Your goal:
Work out how many lines of the records below contain the string "roof", treating case as significant, and give only that count.

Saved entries
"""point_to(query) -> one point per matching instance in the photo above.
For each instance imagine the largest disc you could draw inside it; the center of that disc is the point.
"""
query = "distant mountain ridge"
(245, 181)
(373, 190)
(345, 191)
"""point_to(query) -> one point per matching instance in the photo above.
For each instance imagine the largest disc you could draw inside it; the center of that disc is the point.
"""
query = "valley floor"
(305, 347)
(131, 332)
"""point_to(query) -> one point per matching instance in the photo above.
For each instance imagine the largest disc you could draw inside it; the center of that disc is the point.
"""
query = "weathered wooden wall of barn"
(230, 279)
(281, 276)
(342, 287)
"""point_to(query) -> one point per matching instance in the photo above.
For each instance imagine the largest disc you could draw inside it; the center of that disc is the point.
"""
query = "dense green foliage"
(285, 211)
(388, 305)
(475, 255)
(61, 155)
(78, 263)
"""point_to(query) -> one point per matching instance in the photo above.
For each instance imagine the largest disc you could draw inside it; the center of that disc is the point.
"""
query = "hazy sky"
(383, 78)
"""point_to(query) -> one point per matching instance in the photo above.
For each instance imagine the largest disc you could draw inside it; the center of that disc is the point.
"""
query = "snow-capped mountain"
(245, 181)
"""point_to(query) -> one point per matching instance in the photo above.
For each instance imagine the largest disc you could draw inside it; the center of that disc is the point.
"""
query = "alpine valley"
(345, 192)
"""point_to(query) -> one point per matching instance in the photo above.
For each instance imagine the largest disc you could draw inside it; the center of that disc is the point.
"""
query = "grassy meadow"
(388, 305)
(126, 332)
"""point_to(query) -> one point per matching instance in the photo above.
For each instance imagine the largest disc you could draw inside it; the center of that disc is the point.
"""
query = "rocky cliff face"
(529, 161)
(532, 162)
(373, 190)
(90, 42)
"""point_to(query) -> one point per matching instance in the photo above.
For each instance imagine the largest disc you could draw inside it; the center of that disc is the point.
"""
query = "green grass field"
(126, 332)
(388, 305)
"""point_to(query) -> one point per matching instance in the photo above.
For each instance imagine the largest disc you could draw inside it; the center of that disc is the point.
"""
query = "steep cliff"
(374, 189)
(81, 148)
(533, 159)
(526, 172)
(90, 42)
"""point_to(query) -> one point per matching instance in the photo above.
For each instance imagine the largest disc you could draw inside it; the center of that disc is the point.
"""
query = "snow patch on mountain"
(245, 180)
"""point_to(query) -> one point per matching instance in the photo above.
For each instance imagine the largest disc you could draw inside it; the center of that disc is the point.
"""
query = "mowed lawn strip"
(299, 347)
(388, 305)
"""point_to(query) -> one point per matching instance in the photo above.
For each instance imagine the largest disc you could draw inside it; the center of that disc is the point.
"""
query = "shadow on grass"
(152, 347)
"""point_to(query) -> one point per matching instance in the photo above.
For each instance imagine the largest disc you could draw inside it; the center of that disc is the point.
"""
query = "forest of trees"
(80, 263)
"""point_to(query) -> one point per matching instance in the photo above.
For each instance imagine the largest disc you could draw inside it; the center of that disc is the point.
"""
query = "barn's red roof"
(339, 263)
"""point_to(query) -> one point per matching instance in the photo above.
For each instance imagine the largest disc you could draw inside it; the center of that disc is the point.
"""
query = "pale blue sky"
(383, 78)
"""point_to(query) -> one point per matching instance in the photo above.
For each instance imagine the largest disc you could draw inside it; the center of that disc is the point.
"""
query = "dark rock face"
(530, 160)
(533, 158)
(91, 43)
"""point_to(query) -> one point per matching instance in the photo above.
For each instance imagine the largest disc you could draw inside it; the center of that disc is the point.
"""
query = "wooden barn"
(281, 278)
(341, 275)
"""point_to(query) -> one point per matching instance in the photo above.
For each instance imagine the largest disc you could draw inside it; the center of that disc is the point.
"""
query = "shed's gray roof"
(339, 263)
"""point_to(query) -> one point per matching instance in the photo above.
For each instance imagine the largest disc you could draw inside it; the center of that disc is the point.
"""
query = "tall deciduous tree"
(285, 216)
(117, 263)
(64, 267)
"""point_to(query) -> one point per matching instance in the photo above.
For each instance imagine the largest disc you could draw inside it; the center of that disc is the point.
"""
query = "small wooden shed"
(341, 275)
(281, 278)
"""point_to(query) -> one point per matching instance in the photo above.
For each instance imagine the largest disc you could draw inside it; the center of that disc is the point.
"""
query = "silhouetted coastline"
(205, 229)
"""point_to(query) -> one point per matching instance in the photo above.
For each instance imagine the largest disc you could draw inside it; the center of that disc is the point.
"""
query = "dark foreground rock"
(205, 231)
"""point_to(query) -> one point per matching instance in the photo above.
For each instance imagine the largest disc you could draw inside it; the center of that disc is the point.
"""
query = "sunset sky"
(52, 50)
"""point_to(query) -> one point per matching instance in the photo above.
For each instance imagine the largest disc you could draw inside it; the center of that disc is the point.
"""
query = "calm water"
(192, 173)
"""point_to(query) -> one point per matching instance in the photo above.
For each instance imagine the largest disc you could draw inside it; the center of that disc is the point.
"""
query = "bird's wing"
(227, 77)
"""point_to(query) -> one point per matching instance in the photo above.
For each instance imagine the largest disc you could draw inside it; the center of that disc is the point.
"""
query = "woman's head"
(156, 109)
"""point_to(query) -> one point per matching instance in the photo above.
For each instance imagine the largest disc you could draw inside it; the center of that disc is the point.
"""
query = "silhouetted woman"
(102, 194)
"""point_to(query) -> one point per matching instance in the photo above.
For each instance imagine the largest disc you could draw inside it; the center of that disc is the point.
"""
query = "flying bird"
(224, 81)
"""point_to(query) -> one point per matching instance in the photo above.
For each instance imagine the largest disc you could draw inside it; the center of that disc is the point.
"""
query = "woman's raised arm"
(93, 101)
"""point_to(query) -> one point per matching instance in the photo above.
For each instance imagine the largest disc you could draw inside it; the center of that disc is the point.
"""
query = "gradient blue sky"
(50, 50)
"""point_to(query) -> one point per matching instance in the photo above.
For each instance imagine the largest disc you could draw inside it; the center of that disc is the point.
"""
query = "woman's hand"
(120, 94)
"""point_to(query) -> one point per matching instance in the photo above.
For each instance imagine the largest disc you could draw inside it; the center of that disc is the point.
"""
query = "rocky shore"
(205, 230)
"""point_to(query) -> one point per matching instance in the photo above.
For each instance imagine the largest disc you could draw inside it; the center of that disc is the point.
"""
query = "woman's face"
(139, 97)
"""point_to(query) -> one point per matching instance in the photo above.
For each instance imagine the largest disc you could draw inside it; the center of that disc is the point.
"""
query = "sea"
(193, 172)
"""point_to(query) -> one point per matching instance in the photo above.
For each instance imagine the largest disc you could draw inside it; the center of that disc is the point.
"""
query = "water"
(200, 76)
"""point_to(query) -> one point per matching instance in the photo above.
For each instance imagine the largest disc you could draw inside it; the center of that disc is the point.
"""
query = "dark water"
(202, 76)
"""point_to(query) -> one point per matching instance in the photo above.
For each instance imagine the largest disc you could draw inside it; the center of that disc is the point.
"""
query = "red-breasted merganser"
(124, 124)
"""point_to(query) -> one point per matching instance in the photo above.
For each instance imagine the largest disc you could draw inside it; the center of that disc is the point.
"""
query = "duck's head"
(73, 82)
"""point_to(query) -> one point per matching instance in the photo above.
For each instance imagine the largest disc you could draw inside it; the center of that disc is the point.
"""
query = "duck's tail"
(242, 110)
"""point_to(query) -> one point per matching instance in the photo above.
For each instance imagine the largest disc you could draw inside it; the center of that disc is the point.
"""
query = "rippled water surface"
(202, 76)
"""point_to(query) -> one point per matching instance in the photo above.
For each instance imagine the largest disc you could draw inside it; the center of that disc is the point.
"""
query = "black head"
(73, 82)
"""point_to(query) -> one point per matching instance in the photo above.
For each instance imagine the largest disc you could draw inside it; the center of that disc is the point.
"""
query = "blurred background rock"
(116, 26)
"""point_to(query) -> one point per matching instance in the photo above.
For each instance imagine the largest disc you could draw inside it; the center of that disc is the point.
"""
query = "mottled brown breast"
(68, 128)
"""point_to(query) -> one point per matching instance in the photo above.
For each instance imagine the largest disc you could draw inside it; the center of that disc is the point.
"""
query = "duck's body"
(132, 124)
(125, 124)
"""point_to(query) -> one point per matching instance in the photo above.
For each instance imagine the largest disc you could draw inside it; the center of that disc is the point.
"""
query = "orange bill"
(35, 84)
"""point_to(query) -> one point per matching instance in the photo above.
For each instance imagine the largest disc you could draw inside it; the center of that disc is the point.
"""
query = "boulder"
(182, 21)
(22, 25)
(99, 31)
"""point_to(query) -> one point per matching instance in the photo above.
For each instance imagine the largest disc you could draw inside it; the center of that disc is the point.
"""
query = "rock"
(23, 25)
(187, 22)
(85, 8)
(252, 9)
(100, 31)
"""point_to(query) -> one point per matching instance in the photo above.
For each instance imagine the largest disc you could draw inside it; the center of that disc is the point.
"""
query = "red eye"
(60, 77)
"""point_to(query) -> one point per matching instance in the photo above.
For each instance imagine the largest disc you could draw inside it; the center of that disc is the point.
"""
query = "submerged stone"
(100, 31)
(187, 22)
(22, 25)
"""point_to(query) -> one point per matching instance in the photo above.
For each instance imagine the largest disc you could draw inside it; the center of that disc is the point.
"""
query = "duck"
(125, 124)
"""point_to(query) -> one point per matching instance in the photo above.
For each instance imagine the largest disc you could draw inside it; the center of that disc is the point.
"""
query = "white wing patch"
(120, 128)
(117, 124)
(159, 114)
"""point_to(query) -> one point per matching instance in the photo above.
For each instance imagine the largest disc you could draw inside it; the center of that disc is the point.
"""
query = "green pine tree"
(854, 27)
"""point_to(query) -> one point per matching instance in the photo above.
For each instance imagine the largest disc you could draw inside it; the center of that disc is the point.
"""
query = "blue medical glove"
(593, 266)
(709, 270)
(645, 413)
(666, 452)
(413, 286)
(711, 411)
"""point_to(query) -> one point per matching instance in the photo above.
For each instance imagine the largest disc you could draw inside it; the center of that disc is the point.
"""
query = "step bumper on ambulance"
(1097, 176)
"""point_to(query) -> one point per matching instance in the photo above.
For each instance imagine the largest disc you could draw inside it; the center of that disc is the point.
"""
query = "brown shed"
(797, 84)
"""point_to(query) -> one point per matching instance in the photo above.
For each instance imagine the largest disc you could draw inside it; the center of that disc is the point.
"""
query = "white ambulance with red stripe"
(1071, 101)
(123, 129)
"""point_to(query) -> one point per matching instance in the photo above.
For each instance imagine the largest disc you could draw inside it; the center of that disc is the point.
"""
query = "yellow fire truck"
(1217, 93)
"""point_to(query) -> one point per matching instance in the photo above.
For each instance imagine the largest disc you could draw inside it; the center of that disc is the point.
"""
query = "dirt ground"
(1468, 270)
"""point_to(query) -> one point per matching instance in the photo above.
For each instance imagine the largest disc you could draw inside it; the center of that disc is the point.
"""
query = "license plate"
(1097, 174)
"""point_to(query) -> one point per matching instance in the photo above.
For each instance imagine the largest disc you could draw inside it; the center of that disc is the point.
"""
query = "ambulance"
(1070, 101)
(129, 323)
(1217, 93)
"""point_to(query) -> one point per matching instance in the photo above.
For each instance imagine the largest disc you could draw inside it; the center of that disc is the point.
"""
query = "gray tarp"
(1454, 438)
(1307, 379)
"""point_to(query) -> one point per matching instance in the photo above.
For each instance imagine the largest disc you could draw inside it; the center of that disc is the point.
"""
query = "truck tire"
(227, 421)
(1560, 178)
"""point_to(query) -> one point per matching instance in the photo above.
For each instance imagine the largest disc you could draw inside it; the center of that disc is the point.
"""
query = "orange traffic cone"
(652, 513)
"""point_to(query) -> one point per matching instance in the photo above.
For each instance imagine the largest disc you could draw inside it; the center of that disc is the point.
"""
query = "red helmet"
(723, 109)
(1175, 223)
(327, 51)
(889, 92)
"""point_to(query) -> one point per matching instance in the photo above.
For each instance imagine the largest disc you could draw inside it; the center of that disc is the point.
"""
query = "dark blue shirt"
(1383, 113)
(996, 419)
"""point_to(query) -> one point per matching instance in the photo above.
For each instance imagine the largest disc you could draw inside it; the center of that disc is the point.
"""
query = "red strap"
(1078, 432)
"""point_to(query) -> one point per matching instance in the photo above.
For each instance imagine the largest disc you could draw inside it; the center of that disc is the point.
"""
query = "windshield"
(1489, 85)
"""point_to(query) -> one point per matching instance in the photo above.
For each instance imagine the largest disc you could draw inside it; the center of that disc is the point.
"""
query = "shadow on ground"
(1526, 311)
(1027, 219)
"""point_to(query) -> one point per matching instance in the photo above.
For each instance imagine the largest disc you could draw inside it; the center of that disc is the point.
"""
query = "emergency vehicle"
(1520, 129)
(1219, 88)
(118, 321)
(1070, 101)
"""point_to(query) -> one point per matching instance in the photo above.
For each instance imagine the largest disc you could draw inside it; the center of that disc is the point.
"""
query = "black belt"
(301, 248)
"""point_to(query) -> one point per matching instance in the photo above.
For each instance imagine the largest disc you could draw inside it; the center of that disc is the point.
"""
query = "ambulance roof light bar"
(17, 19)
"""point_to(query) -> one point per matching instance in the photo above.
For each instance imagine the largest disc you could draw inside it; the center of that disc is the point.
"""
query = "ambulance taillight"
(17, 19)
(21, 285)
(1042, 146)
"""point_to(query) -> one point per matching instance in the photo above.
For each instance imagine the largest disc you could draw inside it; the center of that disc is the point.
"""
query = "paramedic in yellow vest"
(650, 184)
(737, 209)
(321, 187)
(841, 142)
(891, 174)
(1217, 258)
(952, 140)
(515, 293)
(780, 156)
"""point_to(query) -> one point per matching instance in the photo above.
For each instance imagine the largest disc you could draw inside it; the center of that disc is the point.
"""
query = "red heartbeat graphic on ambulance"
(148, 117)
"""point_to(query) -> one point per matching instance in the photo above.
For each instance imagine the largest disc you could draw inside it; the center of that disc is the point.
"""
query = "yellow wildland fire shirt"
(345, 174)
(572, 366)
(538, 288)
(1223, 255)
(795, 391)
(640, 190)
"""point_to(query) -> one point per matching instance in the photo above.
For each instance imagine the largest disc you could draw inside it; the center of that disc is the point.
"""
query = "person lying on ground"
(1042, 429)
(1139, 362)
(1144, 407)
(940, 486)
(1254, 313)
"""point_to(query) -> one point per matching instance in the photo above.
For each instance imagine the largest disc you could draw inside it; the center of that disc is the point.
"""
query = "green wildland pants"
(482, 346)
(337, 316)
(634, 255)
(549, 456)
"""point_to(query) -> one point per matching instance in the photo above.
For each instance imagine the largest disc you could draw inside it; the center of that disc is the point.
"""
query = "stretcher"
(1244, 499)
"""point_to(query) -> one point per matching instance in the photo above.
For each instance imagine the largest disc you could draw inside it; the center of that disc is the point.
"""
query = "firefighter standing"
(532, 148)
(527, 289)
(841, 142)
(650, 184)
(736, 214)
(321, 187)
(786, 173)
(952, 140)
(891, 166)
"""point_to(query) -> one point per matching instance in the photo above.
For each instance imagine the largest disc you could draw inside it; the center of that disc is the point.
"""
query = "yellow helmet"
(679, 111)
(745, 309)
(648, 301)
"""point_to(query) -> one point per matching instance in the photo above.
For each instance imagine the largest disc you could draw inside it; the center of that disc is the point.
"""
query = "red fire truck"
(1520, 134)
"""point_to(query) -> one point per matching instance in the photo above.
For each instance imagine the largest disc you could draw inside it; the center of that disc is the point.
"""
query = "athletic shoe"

Final result:
3